■ Work item ■
The entries below need to be transcribed exactly, without their images.

■ Saved entries ■
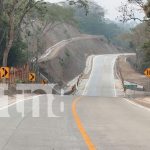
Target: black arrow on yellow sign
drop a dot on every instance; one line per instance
(5, 72)
(32, 77)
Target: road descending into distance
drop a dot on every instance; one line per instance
(102, 122)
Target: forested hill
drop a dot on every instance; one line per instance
(45, 23)
(95, 23)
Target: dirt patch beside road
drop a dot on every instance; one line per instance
(129, 74)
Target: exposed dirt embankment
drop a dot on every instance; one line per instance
(70, 61)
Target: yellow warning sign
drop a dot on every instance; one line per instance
(147, 72)
(32, 77)
(5, 72)
(44, 82)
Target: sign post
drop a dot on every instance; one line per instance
(147, 73)
(32, 77)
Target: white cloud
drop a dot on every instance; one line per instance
(111, 7)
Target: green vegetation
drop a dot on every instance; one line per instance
(139, 37)
(26, 18)
(96, 24)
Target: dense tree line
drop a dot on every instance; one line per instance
(139, 37)
(17, 15)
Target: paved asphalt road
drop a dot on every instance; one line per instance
(103, 123)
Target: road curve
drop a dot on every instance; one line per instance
(103, 122)
(101, 81)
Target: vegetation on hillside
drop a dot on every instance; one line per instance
(139, 37)
(95, 23)
(18, 16)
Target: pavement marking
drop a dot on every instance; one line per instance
(113, 74)
(137, 105)
(80, 126)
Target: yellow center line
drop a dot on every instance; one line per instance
(80, 126)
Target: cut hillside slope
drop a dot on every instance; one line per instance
(70, 60)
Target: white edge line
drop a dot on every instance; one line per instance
(19, 101)
(85, 92)
(113, 67)
(137, 105)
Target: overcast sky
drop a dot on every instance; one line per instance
(110, 6)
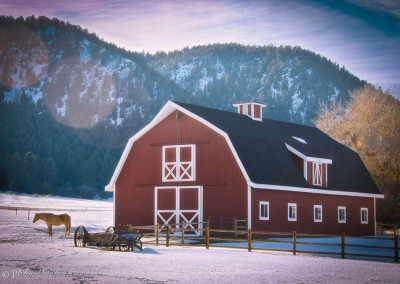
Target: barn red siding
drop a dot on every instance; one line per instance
(216, 170)
(278, 215)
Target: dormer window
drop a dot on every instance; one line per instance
(250, 109)
(315, 170)
(300, 139)
(317, 173)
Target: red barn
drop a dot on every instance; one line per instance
(192, 162)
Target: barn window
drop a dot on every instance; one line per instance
(179, 163)
(317, 173)
(264, 210)
(342, 214)
(317, 213)
(292, 212)
(364, 215)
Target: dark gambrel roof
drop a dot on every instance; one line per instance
(261, 146)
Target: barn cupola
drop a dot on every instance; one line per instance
(251, 109)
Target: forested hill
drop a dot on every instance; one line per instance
(291, 81)
(69, 101)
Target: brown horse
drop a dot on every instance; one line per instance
(54, 220)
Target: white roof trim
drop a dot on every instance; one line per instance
(312, 190)
(308, 159)
(164, 112)
(171, 106)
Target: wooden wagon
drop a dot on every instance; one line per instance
(125, 240)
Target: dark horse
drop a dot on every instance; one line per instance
(54, 220)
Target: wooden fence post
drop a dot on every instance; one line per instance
(157, 233)
(396, 247)
(167, 241)
(249, 240)
(207, 238)
(294, 242)
(343, 245)
(183, 232)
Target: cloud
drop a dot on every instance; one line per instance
(349, 34)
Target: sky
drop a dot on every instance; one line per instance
(361, 35)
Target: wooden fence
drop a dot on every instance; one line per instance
(163, 236)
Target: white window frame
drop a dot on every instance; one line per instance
(264, 204)
(317, 175)
(294, 205)
(178, 165)
(317, 207)
(344, 209)
(366, 214)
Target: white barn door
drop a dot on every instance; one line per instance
(174, 204)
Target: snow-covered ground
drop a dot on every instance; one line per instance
(28, 254)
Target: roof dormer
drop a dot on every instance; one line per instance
(251, 109)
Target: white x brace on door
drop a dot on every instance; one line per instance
(174, 204)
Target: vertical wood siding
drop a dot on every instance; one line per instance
(278, 219)
(224, 187)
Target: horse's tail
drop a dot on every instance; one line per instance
(67, 219)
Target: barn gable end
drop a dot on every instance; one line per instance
(190, 163)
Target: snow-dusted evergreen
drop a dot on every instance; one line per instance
(69, 101)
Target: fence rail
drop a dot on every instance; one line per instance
(249, 238)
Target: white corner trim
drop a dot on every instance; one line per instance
(306, 158)
(248, 207)
(312, 190)
(168, 108)
(164, 112)
(375, 224)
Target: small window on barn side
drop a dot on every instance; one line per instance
(317, 213)
(364, 215)
(292, 212)
(179, 163)
(342, 214)
(317, 173)
(264, 210)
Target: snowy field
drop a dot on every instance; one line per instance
(28, 255)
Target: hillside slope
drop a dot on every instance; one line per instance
(69, 101)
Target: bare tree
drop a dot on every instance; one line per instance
(370, 125)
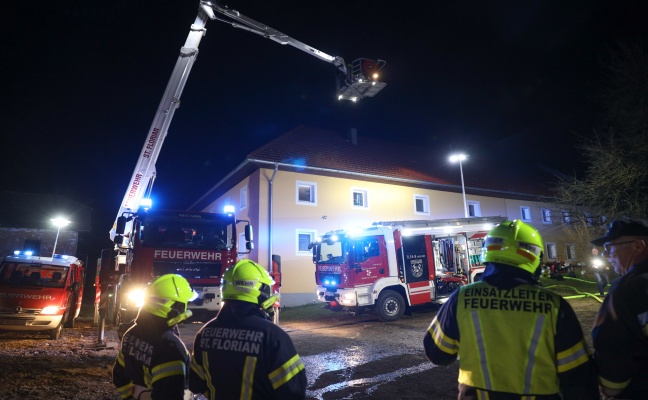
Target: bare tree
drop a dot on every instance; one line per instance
(615, 182)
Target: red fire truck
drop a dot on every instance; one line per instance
(40, 293)
(199, 246)
(394, 265)
(141, 251)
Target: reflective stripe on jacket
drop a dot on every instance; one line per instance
(484, 314)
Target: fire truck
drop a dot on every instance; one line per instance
(40, 293)
(394, 265)
(142, 250)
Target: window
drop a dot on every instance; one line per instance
(243, 198)
(566, 217)
(359, 198)
(304, 238)
(307, 193)
(571, 251)
(546, 216)
(473, 209)
(243, 252)
(421, 204)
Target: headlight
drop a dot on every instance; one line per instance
(50, 310)
(137, 296)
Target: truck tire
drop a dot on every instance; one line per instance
(390, 306)
(55, 334)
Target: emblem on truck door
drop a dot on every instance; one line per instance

■ Task response ■
Target: black arrow on yellow sign
drop a dot on every instance; one line per instance
(5, 72)
(32, 77)
Target: road descending into distance
drop a dot on every instance; one line per instance
(102, 122)
Target: forested hill
drop a dot on every instance; one line per instance
(45, 23)
(95, 23)
Target: dirt patch beside road
drop a dot on every instance; one line per instance
(129, 74)
Target: exposed dirt embankment
drop a dot on every instance; one line per instance
(70, 61)
Target: yellow warning sign
drop a dot on every instance; one line per instance
(147, 72)
(32, 77)
(5, 72)
(44, 82)
Target: sign post
drop a dot on every instance; one line per instance
(147, 73)
(32, 77)
Target: white cloud
drop a dot on every instance; one line per instance
(111, 7)
Target: green vegetation
drop a dot on every instance; one line per instance
(139, 37)
(26, 18)
(96, 24)
Target: dense tree line
drop a dot on every instance; one line per instance
(139, 37)
(17, 15)
Target: paved asphalt road
drop a dot on every instance; one line per instance
(103, 123)
Target: road curve
drop a dot on every instance; one line per instance
(103, 122)
(101, 81)
Target: vegetation on hillside
drop a dot on every instance; one line per instance
(139, 37)
(95, 23)
(18, 16)
Target: pavement marking
drop a dot on every instance; one line per instance
(113, 74)
(137, 105)
(80, 126)
Target: yellow center line
drop a dot on every instance; one line per instance
(80, 126)
Target: cut hillside slope
drop a dot on every instance; one line per instance
(70, 60)
Target: white edge line
drop a dot on every instance; one line per instance
(19, 101)
(85, 92)
(113, 67)
(137, 105)
Target: overcast sky
drop a dot on every instance; one line per instance
(110, 6)
Target: barn red siding
drop a dot on every instance; one line per instance
(216, 170)
(278, 215)
Target: dormer window
drop a dot on every instance; one line per instance
(250, 109)
(315, 170)
(300, 139)
(317, 173)
Target: red barn
drop a dot on every instance; one line per instance
(192, 162)
Target: barn window
drop a dot on every instance; one line per instance
(179, 163)
(317, 173)
(264, 210)
(342, 214)
(317, 213)
(292, 212)
(364, 215)
Target: dark gambrel roof
drop a dot on every instance; one line per instance
(261, 146)
Target: barn cupola
drop a dot on every instance; one line per instance
(251, 109)
Target: forested hill
drop a dot on every instance; one line per instance
(291, 81)
(69, 101)
Target: brown horse
drop a dot on every instance; one line per instance
(54, 220)
Target: white roof trim
drop a dot on every instance; one line per instance
(312, 190)
(308, 159)
(164, 112)
(171, 106)
Target: wooden wagon
drop a dot on every instance; one line per instance
(125, 240)
Target: dark horse
drop a dot on every instance; one line per instance
(54, 220)
Target: wooden fence post
drop a dot on every instance; one line per instance
(157, 233)
(396, 247)
(167, 241)
(249, 240)
(207, 238)
(294, 242)
(343, 245)
(183, 232)
Target: cloud
drop a dot on every instance; one line per instance
(349, 34)
Target: sky
drop a dot on every instance; one line per instance
(361, 35)
Target: wooden fence
drop a dot on every instance; one line per instance
(163, 236)
Target: white window frame
drop a dot on every instance; one line per instance
(264, 204)
(317, 175)
(294, 205)
(178, 165)
(317, 207)
(344, 209)
(366, 214)
Target: white barn door
drop a dot on every instance; one line per instance
(174, 204)
Target: snow-covered ground
drop a dot on every instance; one line per instance
(28, 254)
Target: roof dormer
drop a dot on every instance; one line per instance
(251, 109)
Target: white x brace on door
drop a dot on every instance; one line per instance
(174, 204)
Target: vertical wood siding
drop a dot on every instance; one line per instance
(278, 219)
(224, 187)
Target: horse's tail
drop a dot on every instance; one line per instance
(67, 219)
Target: barn gable end
drop a dot on every instance; one line per instance
(190, 163)
Target: snow-dusted evergreen
drop a dot on every instance; one line per instance
(69, 101)
Target: fence rail
drop a dot on every instance; one line per instance
(249, 238)
Target: white corner trim
drop a dot on every instance; one line per instance
(306, 158)
(248, 207)
(312, 190)
(168, 108)
(164, 112)
(375, 224)
Target: small window on barn side
drop a dot on every instance; one line per instance
(317, 213)
(364, 215)
(292, 212)
(179, 163)
(342, 214)
(317, 173)
(264, 210)
Target: snowy field
drop a dot on every instance; one line per instance
(28, 255)
Target: hillside slope
drop a dot on every instance; one line per instance
(69, 101)
Target: bare tree
drop a dot on every instance; one line per instance
(370, 125)
Target: bare tree
drop a dot on every instance; one line per instance
(615, 182)
Target: red fire truck
drop a dot on every instance; one line per instance
(40, 293)
(199, 246)
(394, 265)
(141, 251)
Target: reflective stripe on jacket
drop a dot on every instance; one line per instance
(484, 314)
Target: fire truck
drop a dot on every instance; one line per instance
(40, 293)
(394, 265)
(142, 250)
Target: window
drop a dot on every instance; one line per instance
(243, 198)
(566, 217)
(359, 198)
(304, 238)
(307, 193)
(571, 251)
(546, 216)
(473, 209)
(243, 252)
(421, 204)
Target: headlight
drop a dot on every instance; one line per instance
(50, 310)
(137, 296)
Target: truck tire
drop a dot on every instance; one line per instance
(390, 306)
(55, 334)
Target: emblem on truck door
drop a dot on every instance; one line per instance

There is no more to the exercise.